● **Given data**:
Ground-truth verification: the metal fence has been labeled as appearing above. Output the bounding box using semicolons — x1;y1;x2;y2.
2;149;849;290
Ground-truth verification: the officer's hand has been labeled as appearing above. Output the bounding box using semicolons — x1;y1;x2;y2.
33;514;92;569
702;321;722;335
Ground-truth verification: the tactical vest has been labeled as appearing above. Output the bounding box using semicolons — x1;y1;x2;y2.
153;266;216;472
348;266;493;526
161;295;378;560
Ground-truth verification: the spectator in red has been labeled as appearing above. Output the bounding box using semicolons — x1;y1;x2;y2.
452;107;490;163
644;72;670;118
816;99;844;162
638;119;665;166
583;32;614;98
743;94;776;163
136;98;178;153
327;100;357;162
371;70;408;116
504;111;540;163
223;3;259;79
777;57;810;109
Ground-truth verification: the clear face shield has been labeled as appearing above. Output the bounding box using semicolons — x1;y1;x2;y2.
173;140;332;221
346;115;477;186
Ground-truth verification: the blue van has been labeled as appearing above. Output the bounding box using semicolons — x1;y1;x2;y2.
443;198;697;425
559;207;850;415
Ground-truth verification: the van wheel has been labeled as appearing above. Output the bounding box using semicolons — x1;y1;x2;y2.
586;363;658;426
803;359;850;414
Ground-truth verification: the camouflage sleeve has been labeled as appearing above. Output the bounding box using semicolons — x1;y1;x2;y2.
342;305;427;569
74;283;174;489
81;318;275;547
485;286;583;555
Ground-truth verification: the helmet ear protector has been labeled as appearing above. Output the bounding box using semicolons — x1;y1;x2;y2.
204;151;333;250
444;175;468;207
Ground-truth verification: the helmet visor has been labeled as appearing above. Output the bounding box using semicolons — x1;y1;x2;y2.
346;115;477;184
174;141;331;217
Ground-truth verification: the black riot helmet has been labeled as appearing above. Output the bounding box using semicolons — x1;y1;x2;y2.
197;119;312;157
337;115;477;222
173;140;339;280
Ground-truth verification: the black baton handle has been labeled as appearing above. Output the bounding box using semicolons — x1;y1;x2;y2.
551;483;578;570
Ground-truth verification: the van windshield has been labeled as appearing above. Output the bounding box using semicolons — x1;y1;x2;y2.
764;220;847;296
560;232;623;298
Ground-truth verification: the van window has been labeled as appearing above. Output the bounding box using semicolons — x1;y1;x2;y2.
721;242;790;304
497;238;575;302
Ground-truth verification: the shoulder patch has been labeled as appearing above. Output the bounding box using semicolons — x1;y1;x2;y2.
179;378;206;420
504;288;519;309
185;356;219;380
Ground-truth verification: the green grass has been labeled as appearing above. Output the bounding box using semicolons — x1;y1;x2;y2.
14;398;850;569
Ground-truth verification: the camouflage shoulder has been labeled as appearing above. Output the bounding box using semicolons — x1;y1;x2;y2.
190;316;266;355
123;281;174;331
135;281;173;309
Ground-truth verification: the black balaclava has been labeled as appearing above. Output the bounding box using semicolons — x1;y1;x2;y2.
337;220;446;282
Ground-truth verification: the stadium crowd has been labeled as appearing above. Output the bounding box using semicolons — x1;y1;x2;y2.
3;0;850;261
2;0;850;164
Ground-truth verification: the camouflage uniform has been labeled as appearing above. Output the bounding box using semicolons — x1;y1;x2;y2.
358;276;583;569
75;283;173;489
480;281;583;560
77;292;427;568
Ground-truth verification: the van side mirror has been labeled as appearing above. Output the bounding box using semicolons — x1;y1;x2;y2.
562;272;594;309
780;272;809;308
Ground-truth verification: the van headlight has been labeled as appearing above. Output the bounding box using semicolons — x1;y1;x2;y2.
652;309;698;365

● **What this task involves**: Every record in the material above should be set down exactly.

● **Output for this exercise**:
Ground-truth verification: the metal fence has been labeled as appearing above. Output the bounding box using semicolons — x1;y1;x2;y2.
2;149;849;290
Ground-truth verification: the officer's hand has been labeled as appearing above. Output the bounding box using semicolons — x1;y1;x2;y2.
33;514;92;569
702;321;722;335
Ground-truth verification: the tactical vest has been labeled as appearing above. Output the bounding box using semicolons — x1;y1;x2;y2.
153;266;216;472
348;266;493;526
161;295;378;560
Ground-truth verification: the spectator in red has been labeled as appearing above. Output the bounding box using semicolons — x1;y1;x2;y2.
452;107;490;163
644;72;670;118
816;99;844;162
638;119;665;166
583;32;614;98
743;94;776;163
136;98;178;153
327;100;357;162
371;70;408;116
504;111;540;163
223;3;259;79
777;57;810;109
Ground-truth verification: the clear face shield has been labeled as appearing above. Output the bounding box using semicolons — x1;y1;x2;y2.
173;140;332;221
346;115;477;186
Ground-truth verification: the blue van has been labeled as appearing above. Output the bounding box using semicolons — x1;y1;x2;y2.
443;198;697;425
559;207;850;415
Ground-truth verification: the van wheel has been labeled as appearing above. Output the bounding box using semicolons — x1;y1;x2;y2.
586;363;658;426
803;359;850;414
Ground-truth verification: the camouflage sleeve has been labeled as appearing above. Output the bounding box using semicolons — x1;y1;x2;y2.
342;305;427;569
74;283;174;489
81;318;275;547
485;286;583;555
Ground-truth verification: the helmet ear protector has been labeled as appearing above. Output the bounding box using semicolons — x1;y1;x2;y2.
204;151;333;250
444;175;468;207
Ground-truth verification: the helmet visor has been labeled as appearing above. Output the bounding box using semicolons — x1;y1;x2;y2.
346;115;477;184
174;141;331;217
Ground-truth verification: the black riot helmet has been labeled as appearing above. Output the bounding box using semicolons — x1;y1;x2;y2.
197;119;312;157
337;115;477;222
173;140;339;280
Ground-truth verification: the black baton handle has been labeled as appearing above. Output the bounding box using semicolons — x1;y1;x2;y2.
551;483;578;570
Ground-truth verification: the van windshield has been labeled as appearing above. Output the bounding box using semicolons — x1;y1;x2;y2.
764;220;847;296
560;232;623;298
Ground-truth verification: the van window has been labeled as appearing above. Output the bounding box using semicolons — x1;y1;x2;y2.
721;242;790;304
497;238;575;302
Ground-truth verification: the shoulder patch has been labeled as appearing above. Output the bounding box using semicolons — x1;y1;x2;y2.
179;378;206;420
504;288;519;309
185;356;219;380
Ground-truth verification: the green grass has been labeled as appearing above. Output the bounding box using semicolons — x1;y1;x2;y2.
14;398;850;569
Ground-truth verification: the camouflage shoulder has been labeled as appearing above. Output the bounding box using semicolons — x1;y1;x2;y2.
190;316;266;355
123;281;174;331
135;281;173;309
Ground-truth verification: the black balaclava has been labeled as appearing above. Output the bounding box using semicolons — x1;y1;x2;y2.
337;220;446;282
Ground-truth verification: the stadium crowd has been labeled as appearing above. Output the bounding box using semicolons — x1;y1;x2;y2.
3;0;850;261
2;0;850;164
Ground-truth verification: the camouflage uniform has been labeled as appearing above. Output the bounding box using semicolons — x1;y1;x2;y2.
358;276;583;569
75;283;173;489
480;281;583;560
77;292;427;568
Ground-truth verification: the van side mirror has been labeled as appearing above. Output the bounding box using semicolons — x1;y1;x2;y2.
562;272;594;309
780;272;809;308
Ground-truth verification: the van headlight has been labeled as appearing above. Output the bounding box using semicolons — x1;y1;x2;y2.
652;309;698;365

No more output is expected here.